### Exercise instructions
**1.** Copy everything from "Moreover, the project" down to "in the Gbit/s-range." in the institute profile below, word for word.
**2.** Answer these questions using the institute profile below:
(a) In what year was the Optical Communications project group started?
(b) On which two kinds of optical fiber does the group work on short range transmission systems?
(c) What kind of laser diodes does Fraunhofer intend to develop in the proposed project?

### Text to read

■ ■ ■ ■ ■ ■ ■

Fraunhofer-Institut

5

FRAUN

GERMANY

Address and references

Fraunhofer-Institut für Integrierte Schaltungen

Optical communications Am Wolfsmantel 33

D-91058 Erlangen

Germany

General description, expertise and role in the project

Since 1986, the Fraunhofer-Institut for Integrated Circuits (IIS) has been designing integrated circuits in silicon and GaAs technologies. In 1999, the project group Optical Communications was started with the goal to develop optical and electronic components for optical short range transmission systems. Recently, several devices for optical data links in BiCMOS, SiGe-HBT and InP-HBT technologies have been designed and manufactured via cooperation partners. Those devices include a pseudo random bit sequence generator (PRBS) with 4x10 Gbit/s outputs, a demultiplexer for 4x10 Gbit/s to 16x2.5 Gbit/s as well as various amplifiers with bandwidths up to 60 GHz. For Fiber-To-The-Home-Applications (FTTH) a chip set has been developed including laser driver, transimpedance and limiting amplifier. For optical short range transmission, integrated optical receivers with data rates up to 10 Mbit/s have been developed.

Moreover, the project group is working in the field of optical short range transmission systems on hard clad silica (HCS)- and polymer optical fibers (POF). For this purpose, optical multiplexers and demultiplexers for wavelength division multiplexing have been realized as prototypes. Fiber pigtails, couplers, splitters and optoelectronic converters like laser drivers and transimpedance amplifiers have also been built within this scope of applications.

In the proposed project, Fraunhofer intends to investigate and develop components like edge-emitting red laser diodes and integrated receivers with photodiodes as well as to perform transmission experiments with large-core POF in the Gbit/s-range.

■ ■ ■ ■ ■ ■ ■

### Stored records
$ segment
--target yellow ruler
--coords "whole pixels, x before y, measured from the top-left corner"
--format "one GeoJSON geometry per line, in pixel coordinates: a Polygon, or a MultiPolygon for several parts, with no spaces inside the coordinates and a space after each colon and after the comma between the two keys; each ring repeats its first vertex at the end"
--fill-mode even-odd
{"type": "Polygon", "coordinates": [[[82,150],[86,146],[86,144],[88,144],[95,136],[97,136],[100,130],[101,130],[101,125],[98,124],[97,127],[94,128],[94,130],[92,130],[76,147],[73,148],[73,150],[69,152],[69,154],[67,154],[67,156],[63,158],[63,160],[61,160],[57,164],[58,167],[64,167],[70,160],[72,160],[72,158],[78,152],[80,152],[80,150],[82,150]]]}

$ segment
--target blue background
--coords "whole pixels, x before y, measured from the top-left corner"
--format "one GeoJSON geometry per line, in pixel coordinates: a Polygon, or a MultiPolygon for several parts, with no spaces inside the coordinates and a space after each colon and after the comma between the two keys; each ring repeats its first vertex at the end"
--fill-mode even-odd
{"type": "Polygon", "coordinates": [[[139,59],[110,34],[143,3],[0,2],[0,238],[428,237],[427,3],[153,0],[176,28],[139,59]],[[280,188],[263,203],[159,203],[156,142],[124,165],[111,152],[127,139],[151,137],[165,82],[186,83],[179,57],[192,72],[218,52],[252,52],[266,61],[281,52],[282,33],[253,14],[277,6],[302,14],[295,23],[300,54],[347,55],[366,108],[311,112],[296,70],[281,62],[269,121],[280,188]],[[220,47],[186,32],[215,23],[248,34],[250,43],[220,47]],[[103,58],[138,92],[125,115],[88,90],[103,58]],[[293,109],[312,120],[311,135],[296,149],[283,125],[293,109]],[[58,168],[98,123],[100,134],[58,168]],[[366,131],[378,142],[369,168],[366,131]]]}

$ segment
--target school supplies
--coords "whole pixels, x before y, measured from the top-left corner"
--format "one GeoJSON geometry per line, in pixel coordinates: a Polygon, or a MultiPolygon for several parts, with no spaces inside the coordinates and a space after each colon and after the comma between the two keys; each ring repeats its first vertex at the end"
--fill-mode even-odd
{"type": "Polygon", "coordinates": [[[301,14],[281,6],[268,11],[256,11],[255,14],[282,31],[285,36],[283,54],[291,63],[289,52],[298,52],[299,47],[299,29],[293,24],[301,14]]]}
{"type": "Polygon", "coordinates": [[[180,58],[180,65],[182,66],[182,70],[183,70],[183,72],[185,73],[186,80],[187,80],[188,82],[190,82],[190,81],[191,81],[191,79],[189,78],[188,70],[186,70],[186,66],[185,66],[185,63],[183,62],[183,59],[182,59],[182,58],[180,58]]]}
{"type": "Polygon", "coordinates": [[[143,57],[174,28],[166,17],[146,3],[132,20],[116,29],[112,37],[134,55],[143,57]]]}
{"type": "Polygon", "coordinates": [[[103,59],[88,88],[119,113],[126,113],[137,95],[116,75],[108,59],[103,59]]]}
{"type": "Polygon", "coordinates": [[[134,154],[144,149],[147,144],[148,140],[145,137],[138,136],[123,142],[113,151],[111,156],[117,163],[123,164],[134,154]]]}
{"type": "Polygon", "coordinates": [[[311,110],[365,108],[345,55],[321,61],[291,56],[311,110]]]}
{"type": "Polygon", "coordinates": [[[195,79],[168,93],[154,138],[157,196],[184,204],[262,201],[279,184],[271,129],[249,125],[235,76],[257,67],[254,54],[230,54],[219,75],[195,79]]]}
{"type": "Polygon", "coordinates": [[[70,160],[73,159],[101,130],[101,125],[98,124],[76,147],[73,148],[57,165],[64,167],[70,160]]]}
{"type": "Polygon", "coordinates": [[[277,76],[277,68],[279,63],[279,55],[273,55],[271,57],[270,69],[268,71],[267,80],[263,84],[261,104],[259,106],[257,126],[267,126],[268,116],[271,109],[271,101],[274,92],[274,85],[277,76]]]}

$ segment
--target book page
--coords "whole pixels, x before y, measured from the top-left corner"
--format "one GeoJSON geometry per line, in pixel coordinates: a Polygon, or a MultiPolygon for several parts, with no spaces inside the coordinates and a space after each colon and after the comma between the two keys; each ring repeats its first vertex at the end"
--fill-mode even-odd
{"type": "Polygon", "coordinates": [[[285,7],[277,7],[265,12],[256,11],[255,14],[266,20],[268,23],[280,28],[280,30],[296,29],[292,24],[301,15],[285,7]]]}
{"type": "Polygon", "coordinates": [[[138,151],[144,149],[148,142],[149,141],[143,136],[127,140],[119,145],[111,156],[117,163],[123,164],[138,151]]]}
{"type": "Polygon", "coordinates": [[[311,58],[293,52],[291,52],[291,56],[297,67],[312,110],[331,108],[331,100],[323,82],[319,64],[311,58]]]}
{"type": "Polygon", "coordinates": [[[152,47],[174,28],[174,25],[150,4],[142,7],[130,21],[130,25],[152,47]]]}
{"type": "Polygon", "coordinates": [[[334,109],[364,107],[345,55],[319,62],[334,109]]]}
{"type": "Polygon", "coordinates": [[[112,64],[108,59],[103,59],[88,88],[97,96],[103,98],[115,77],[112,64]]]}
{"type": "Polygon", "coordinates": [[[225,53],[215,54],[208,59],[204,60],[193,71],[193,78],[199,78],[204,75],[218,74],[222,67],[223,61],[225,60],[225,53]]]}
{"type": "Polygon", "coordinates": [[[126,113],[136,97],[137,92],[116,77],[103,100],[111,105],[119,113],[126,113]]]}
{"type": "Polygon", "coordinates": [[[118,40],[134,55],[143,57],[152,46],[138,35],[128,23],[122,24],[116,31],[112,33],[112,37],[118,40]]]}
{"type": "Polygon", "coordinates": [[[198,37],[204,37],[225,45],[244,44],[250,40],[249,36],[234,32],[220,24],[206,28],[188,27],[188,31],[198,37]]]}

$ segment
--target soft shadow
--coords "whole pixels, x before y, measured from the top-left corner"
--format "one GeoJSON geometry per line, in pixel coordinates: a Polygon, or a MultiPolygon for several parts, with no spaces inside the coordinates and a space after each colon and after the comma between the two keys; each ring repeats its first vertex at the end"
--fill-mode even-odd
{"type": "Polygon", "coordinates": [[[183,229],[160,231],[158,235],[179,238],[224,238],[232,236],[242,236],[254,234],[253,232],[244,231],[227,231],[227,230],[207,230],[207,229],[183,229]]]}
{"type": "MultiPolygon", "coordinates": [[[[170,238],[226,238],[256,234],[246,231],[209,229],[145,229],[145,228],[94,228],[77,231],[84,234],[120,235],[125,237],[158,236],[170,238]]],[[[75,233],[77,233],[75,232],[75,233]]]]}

■ ■ ■ ■ ■ ■ ■

### Replies
**1.**
Moreover, the project group is working in the field of optical short range transmission systems on hard clad silica (HCS)- and polymer optical fibers (POF). For this purpose, optical multiplexers and demultiplexers for wavelength division multiplexing have been realized as prototypes. Fiber pigtails, couplers, splitters and optoelectronic converters like laser drivers and transimpedance amplifiers have also been built within this scope of applications.

In the proposed project, Fraunhofer intends to investigate and develop components like edge-emitting red laser diodes and integrated receivers with photodiodes as well as to perform transmission experiments with large-core POF in the Gbit/s-range.

**2.**
(a) 1999
(b) Hard clad silica (HCS) fibers and polymer optical fibers (POF)
(c) Edge-emitting red laser diodes